(Saved entries)
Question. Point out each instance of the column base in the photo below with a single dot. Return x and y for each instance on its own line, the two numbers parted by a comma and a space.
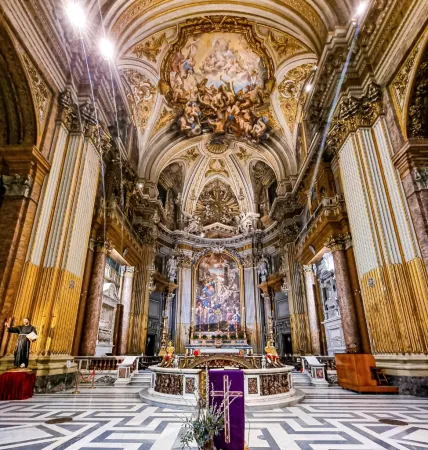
52, 373
408, 372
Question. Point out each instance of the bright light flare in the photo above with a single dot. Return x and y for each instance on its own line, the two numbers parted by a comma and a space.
106, 48
361, 9
76, 15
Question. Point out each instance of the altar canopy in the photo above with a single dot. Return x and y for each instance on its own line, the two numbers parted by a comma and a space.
218, 305
228, 385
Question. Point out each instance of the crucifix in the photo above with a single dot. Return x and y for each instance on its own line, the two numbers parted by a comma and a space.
227, 395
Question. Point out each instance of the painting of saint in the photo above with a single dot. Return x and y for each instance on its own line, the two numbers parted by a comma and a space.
218, 294
219, 82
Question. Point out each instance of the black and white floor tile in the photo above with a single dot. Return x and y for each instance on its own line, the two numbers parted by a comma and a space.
328, 419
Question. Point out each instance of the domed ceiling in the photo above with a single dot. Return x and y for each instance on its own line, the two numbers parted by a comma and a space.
216, 91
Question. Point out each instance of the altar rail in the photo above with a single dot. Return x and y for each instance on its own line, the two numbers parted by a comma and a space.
111, 363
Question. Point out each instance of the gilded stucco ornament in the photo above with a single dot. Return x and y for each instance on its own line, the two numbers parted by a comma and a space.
141, 94
191, 155
285, 45
150, 48
354, 113
217, 167
166, 118
417, 123
41, 93
217, 203
220, 76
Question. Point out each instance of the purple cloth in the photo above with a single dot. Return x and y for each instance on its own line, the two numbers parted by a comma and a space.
233, 436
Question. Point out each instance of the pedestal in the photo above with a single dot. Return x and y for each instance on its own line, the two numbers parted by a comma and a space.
17, 385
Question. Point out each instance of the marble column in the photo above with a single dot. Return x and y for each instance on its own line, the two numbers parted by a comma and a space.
268, 315
312, 311
94, 302
128, 278
344, 294
83, 298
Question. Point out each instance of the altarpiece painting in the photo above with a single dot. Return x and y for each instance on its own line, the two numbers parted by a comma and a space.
218, 294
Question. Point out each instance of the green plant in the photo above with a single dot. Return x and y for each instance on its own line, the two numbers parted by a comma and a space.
202, 428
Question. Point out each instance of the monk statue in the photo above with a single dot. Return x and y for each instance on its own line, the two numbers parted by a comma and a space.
27, 334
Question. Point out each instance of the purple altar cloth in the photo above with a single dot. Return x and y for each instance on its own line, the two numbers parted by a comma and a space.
229, 382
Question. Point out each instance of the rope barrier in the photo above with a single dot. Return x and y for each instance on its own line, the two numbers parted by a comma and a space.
90, 378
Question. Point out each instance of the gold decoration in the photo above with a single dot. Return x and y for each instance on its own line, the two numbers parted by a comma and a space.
225, 24
290, 90
217, 203
217, 166
133, 12
417, 126
217, 146
139, 7
335, 243
354, 113
243, 154
41, 94
191, 155
141, 94
150, 48
400, 83
285, 45
165, 118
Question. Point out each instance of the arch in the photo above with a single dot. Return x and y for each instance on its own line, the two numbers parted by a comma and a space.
16, 103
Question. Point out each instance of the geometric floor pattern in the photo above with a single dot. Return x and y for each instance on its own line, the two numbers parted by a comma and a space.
328, 419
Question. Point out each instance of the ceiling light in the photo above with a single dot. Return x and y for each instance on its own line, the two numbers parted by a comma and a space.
361, 8
76, 15
106, 48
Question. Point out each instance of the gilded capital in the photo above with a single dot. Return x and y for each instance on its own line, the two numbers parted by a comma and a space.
335, 243
129, 272
103, 247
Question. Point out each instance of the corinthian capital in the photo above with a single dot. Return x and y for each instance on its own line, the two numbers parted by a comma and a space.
335, 243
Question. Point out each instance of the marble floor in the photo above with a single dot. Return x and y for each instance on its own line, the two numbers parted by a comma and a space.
112, 418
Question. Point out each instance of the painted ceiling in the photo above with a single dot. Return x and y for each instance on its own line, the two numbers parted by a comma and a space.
217, 86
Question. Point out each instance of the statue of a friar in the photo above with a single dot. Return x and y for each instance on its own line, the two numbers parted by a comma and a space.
27, 334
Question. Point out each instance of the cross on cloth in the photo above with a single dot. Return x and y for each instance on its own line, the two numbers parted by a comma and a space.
227, 394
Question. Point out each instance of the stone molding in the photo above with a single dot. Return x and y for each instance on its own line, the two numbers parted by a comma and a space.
335, 243
16, 185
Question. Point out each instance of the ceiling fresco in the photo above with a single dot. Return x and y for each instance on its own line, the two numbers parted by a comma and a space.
220, 77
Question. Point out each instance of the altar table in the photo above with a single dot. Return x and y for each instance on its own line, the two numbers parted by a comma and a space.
17, 385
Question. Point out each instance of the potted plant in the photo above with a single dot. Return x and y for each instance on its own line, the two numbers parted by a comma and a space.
202, 428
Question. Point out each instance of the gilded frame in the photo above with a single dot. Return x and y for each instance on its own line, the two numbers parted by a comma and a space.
215, 24
241, 287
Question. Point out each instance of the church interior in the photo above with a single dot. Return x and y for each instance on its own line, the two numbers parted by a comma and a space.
214, 204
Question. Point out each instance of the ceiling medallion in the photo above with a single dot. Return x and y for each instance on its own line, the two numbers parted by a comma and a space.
217, 146
217, 167
220, 76
217, 203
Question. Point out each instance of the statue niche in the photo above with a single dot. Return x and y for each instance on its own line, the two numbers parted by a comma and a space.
218, 294
217, 204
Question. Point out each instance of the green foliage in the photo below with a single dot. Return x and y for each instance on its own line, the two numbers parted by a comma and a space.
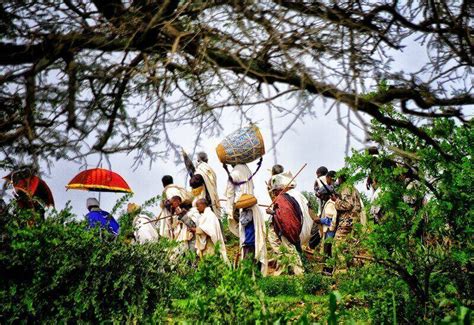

> _WHAT IS NEEDED_
Leave the images aside and transcribe all entries exactly.

> _FINISHED TASK_
Question. Point out each instance of the column base in the photo below with a single dot. Return x and y for each instance on its own line, the two numbers parted by a comma and a space.
52, 373
408, 372
Question. Point out each instance of the bright light flare in the photo above with a single dot. Return x and y for each instance on its own line, the two numbers parted by a comma and a space.
106, 48
361, 9
76, 15
Question. Point out each instance of the altar canopy in the photo above with a single dot. Return x and y for each instance on its own line, the two numbers parted by a comma and a space.
218, 305
228, 385
Question. Point out each instance of the crucifix in the photo above with a single dot. Return x and y for each instance on its own line, the two numbers parted by a comma and a space.
227, 395
Question. Point out each instance of the painting of saint in the photo above with a single dot. Return x and y for each instance on its own line, the two numbers parted by a comma and a space.
218, 294
219, 82
Question. Point out each instance of the black and white floor tile in the photo above with a single dot. Return x and y for each instance on its own line, the two numbers parted by a comma and a space.
328, 419
Question. Point out each instance of the domed ceiling in the photo above with a single dot. Return x and y for each instance on its own line, the two numbers parted by a comma and a space.
216, 91
Question. Point out each instance of the altar rail in the photo above with a single dot. Return x and y for each instance on its own line, the two numbers parted by a comma and a space.
111, 363
Question. Point out each instance of the gilded stucco ornament in the photo above with a single dot. Return x and y for each instance on its own line, the two numbers parted by a comma and a space.
141, 94
191, 155
285, 45
150, 48
354, 113
217, 167
166, 118
417, 123
41, 93
217, 203
220, 76
Question. Point out each instance of the purple cloth in the photo above with a single dot. Return x and y for each instance on its own line, the two numbers parted by a comma and a space.
233, 436
Question. Point out each instance of the pedestal in the photo above with a single dot. Return x and y for each instance on its own line, the two numbers parted by a comma and a space.
17, 385
Question. Point out each instance of the marble column in the photo above with a single dot. Return x and y for each instance on its own line, the two numbers parted by a comma and a space.
268, 315
312, 311
94, 302
128, 278
344, 294
83, 298
Question. Point out each instance of the altarpiece painting in the photo above with a single dot. Return x and y for each instance on its own line, the two numbers parted by a comma and a space.
218, 294
Question. Point out each instance of the green plant in the photo above with a single dot. Return x and y for each instance on its own line, the two numbers parted by a comma and a space.
202, 428
Question. Point out each instance of the monk statue in the photo above with a single dot. Return x and y for each instance on its own line, the two numbers parted by a comma and a space.
27, 334
Question. Point out each instance of the purple altar cloth in the photo above with a single dot. Return x and y for each instance on its own line, the two numbers parted by a comma and a space.
229, 382
Question. Point out each instance of the rope barrier in the photo above with a single dot. Return x and y for each instance on its own line, the two numbers parted by a comma and a space.
90, 378
Question. Point out each instance of the gold decoration in the photo above with a single dot. Return x and y for each instance on its own line, the two numbers parted by a comma and a space.
225, 24
290, 90
217, 203
217, 166
133, 12
417, 126
217, 146
139, 7
335, 243
354, 113
243, 154
41, 94
191, 155
141, 94
150, 48
400, 83
285, 45
165, 118
Question. Point out each instance of the arch in the photo above with a single dot. Return x and y for each instance on its own line, the two numbers parted by a comma and a space.
16, 103
Question. Point out each instance of the geometric floor pattern in the photo above with a single dot. Return x and y for each instance on its own line, the two numbers parted by a comma and a space.
328, 419
Question. Point out each instance of the ceiling light in the photo above with a single dot. Return x and y for each instance on its own line, the two numbers parted by a comma and a space.
361, 8
76, 15
106, 48
Question. Point out each instance of the gilded capital in the photo above with a single dot. Return x and y for each instance on its own line, the two numbers parted by a comma and a space.
335, 243
129, 272
103, 247
Question. Point out each instance of the corinthian capital in the photo above with a single dot. Return x and y for each instance on its own line, the two numbers parted by a comma and a space.
335, 243
Question. Point out each instance of the marble floor in the photo above with a single dot. Return x and y for each instance on its own line, the two numbers parted by a comma and a space.
112, 418
Question. Point out each instance of the painted ceiling in the photo above with a single dot. Return x and y for each instance on its own line, the two numbers parted by a comma and a space.
217, 86
Question. Point out each instance of the statue of a friar in the photo above with a single dot. Return x and y for each instance on its own line, the two numbers parted by a comma and a space.
27, 334
Question. Point out each instance of the cross on cloth in the photo above with a single dot. Return x and y for each instance on its own line, the two numbers parted by a comma and a space.
227, 394
Question. Point out each instance of the stone molding in the photo above with a single dot. Return x and y for each instance on its own line, the two numbers parted by a comma and a space.
335, 243
16, 185
Question. Point out each instance of the ceiling fresco in the photo above with a single dot. Return x and y for each instance on its own line, the two numbers parted by a comma and a space.
220, 77
Question. Point out each instance of the altar table in the photo above with a single dot. Return x and y for each instance on its own line, the two numbers parted by a comma and a space.
17, 385
Question. Point out each instance of the potted plant in the photo above with a single dot. Return x and y for each instance on its own line, the two numbers parted by a comma and a space.
202, 428
Question. Point out each instance of the gilded frame in the photo above with a single dot. Return x and y for each instance on its own line, the two numbers parted by a comma and a space.
215, 24
241, 287
Question. Point out each instance of the church interior in the photo above with a single dot. Return x and y for each instance on its own line, the two numbers parted by a comma and a space.
214, 204
Question. Point out each instance of the ceiling medallion in the photo above with a single dot. Return x and y for each instance on its own line, the two numbers parted by a comma and a space.
217, 146
217, 167
220, 76
217, 203
Question. Point out each instance of the statue niche in the photo above with a single dot. Return x and y for each instance on its own line, the two numbers parted by a comma and a space.
218, 294
217, 204
Question. Point out each instance of the green foliage in the photo below with a single dot. Return x and y for each instance on its own line, the two numbers parted by a comma and a space.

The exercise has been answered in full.